• _Document segment_

Why this rule could reshape how banks handle Bad Loans?

Banks often seize property kept as collateral when borrowers default on loans. But holding these assets for too long creates several risks. It locks up capital and reduces transparency in the banking system.

The RBI’s draft directions, released on May 6, 2026, aim to address this issue. However, banks in slow or illiquid real estate markets may still face challenges. Selling assets within seven years at fair prices may not always be easy.

What does this mean for Indian borrowers?

This rule directly affects how banks recover money from loan defaulters. Here are the key rules proposed: 
 

Rule

Detail

Maximum holding period

7 years

Who it applies to

Banks and NBFCs

Assets covered

Immovable property seized as collateral

Valuation frequency

At least once every 2 years

Sale restriction

Cannot be sold back to the original borrower

Feedback Deadline

May 26, 2026


This move increases accountability for borrowers. Banks will now need to actively sell seized assets through public auctions. This prevents properties from remaining stuck for years without resolution.

It also means faster recovery cycles, which can ease the load of bad loans on the banking system. India’s gross NPA ratio of scheduled commercial banks had already fallen to a historic low of 2.15% as of September 2025, per PIB data. This rule can help sustain that trend. 

What experts are saying and what needs to change?

Amey Pathak, Partner and Head of Banking at Cyril Amarchand Mangaldas, called the seven-year limit “pragmatic and commercially sensible.” He said the rule gives banks enough flexibility in slow property markets. 

Rohit Jain, Managing Partner at Singhania and Co., compared the proposal with Section 29A of the Insolvency and Bankruptcy Code. This section prevents defaulting promoters from regaining assets. 

However, he also warned that a complete ban on selling assets back to borrowers may hurt price discovery. This can happen if the borrower is willing to pay the highest value.

• _Given request a_
Answer these questions about the article on the RBI's draft rule for seized property:
(i) On what date were the RBI's draft directions released?
(ii) How often must seized property be valued under the proposed rules?
(iii) What was the gross NPA ratio of scheduled commercial banks as of September 2025, per PIB data?

• _Input material_
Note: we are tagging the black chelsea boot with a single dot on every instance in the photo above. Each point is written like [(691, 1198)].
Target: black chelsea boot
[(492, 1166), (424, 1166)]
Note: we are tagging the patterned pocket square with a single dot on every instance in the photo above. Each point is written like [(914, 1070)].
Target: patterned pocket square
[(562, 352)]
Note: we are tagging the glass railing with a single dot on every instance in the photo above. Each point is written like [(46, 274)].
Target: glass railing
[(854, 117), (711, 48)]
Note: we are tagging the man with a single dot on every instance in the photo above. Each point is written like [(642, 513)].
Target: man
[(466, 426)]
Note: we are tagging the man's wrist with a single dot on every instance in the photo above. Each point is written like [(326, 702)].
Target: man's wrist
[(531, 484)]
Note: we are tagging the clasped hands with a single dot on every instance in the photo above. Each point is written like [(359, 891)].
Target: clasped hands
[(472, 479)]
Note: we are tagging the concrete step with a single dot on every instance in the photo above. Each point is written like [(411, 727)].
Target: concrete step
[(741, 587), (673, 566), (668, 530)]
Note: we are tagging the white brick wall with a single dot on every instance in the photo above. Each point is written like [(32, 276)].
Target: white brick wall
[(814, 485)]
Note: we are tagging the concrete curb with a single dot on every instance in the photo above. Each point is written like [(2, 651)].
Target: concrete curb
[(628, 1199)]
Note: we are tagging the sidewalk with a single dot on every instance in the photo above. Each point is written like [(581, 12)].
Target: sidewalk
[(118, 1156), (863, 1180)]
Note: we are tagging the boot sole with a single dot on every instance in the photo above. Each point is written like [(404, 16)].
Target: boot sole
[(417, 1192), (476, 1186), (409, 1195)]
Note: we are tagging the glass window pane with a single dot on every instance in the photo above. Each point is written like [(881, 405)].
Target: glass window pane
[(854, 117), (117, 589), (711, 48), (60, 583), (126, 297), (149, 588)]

• _Given request b_
In the entries, take the lines from the one with "Note: we are tagging the boot" through the end of the entries and write them out again. Change "glass window pane" to "window pane" and keep everything else the same.

• _Reply a_
(i) May 6, 2026
(ii) At least once every 2 years
(iii) 2.15%

• _Reply b_
Note: we are tagging the boot sole with a single dot on every instance in the photo above. Each point is written like [(404, 16)].
Target: boot sole
[(417, 1192), (476, 1186), (409, 1195)]
Note: we are tagging the window pane with a single dot on every instance in the photo above. Each point is written like [(881, 405)].
Target: window pane
[(854, 117), (117, 589), (711, 48), (60, 583), (126, 297), (149, 588)]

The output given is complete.